In the subwoofer discussion, what lowpass filter slope is needed when the crossover point is around 80 Hz?
======== Passage given
Rules for matching subwoofers to room size


I am setting up a new music listening room and will be adding a subwoofer for movies and (mostly) to fill out the full audio spectrum for music. Is there a rule of thumb for subwoofer size/output for a given room volume? My room will be about 11x20x8 WxLxH. Thanks in advance.
knownothing

Showing 5 responses by audiokinesis

If a subwoofer has a steep crossover at 80 Hz or below you can place it anywhere in the room and not be able to hear its location. The reason is, at 80 Hz and below wavelengths are so long that the ear cannot tell what direction they are coming from because the arrival time difference from one ear to the other is too small of a fraction of a wavelength. Now the 80 Hz figure comes from tests done with pure sine waves; in a sound system where you have main speakers reproducing the upper harmonics which are giving you strong directional cues you can probably run the subs above 80 Hz and they won't give away their location as long as the lower midrange energy is filtered out.

Note that we localize the direction of bass instruments (kickdrum, bass guitar, double-bass, organ, synth) from the higher harmomics, not the fundamental.

In my opinion the main argument for using multiple subs has to do with smoothing out the in-room response, as Drew Eckardt says. The roughness of the in-room bass response is approximately inversely proportional to the number of independent bass sources within the room, but that being said not all multisub placement strategies are created equal. Using multiple subs is not a cost-effective way to maximize output level if that's the top priority; a single powerful ubersub will almost always go louder (and deeper) than its dollar equivalent in multiple smaller subs.

As far as subwoofer output capability, the rule of thumb is that you want your sub(s) to be able to keep up with your mains, but overkill isn't worth paying for. If your mains audibly distort at 105 dB and you have no plans to replace them, there is little point in getting a subwoofer system that can do 115 dB.

Duke
dealer/manufacturer
Eldartford, note that I specified "steep crossover". The typical 12 dB per octave lowpass filter is too shallow; you need a 24 dB per octave filter if the crossover point is going to be up around 80 Hz or so.

I repeat that the ear cannot localize sounds below 80 Hz; it is physiologically nearly impossible. When you hear the location of a kickdrum, your ears are using the upper harmonics and skin tone to determine its location. The bottom end of the kickdrum sound will seem to come from the same location as the upper frequencies, but it doesn't matter whether it really does or not.

Let me explain a bit further. The ears localize sound from the first .68 milliseconds of a sound impulse, which corresponds to the roughly nine inch path length around your head from one ear to another. At 80 Hz, your ears can barely detect less than 1 wavelength of sound. If a system were to play 1/2 of a wavelength at 80 Hz, with no overshoot or ringing at the end of that 1/2 cycle, you would not even hear it even if it was very loud. One cycle at 80 Hz takes 12.5 milliseconds to complete. So by the time the ear/brain system even begins to detect the presence of a low bass tone, we are way, way past the .68 millisecond sound localization time window.
================
======== Entries provided
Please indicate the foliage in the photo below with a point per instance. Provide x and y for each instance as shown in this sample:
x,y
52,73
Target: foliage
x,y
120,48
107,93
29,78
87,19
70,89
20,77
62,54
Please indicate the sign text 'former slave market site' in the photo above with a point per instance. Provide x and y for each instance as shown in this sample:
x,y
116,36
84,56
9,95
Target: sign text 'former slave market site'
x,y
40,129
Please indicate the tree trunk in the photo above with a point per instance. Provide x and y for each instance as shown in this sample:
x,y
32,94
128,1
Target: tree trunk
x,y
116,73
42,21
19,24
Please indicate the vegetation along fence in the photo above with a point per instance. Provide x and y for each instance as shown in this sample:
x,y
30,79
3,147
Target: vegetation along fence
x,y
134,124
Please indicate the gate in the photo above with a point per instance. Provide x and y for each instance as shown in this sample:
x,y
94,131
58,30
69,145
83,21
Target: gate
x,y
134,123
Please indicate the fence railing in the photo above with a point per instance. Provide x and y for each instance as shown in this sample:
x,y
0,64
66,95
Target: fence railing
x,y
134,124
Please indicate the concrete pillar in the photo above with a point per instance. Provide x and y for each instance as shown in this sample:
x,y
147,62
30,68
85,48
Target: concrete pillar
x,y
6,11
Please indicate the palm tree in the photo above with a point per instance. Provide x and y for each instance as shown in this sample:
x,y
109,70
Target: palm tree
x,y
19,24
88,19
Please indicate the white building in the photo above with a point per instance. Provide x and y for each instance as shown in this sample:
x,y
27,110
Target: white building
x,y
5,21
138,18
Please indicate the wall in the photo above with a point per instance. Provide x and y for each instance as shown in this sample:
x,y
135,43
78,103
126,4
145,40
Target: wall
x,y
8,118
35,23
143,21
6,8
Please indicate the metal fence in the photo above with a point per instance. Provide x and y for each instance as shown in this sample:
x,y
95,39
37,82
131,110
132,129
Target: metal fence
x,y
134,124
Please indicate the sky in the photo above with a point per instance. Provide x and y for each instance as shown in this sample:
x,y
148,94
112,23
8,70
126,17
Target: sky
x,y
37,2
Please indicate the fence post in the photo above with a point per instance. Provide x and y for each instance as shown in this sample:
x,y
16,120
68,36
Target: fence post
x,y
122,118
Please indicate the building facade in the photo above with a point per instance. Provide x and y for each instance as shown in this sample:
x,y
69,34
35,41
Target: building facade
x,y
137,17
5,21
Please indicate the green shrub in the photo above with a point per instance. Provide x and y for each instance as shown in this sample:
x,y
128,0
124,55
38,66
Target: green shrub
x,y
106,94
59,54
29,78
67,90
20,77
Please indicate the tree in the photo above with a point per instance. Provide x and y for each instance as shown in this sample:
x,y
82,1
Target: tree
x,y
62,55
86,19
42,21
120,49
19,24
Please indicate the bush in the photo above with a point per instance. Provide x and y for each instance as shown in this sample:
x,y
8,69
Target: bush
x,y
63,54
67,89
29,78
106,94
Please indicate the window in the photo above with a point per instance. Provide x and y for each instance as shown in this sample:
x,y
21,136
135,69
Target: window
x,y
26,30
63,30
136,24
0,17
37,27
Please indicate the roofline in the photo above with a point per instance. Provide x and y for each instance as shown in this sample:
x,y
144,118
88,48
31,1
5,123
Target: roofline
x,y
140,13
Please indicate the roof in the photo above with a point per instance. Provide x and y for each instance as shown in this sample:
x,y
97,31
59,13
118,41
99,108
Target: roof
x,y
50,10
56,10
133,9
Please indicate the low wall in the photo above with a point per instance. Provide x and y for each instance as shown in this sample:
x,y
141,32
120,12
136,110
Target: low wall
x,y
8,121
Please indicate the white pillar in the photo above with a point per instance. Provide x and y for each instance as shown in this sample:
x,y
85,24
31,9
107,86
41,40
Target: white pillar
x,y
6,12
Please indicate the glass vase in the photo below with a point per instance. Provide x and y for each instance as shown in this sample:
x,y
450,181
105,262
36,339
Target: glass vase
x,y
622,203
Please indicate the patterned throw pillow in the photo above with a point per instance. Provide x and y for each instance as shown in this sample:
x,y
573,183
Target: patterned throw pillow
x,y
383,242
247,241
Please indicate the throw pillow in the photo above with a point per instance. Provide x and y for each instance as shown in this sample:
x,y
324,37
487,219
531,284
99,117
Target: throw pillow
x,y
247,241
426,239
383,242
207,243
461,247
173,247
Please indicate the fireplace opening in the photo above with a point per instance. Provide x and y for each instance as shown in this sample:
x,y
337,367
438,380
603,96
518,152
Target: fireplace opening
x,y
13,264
================
The output:
A 24 dB per octave filter.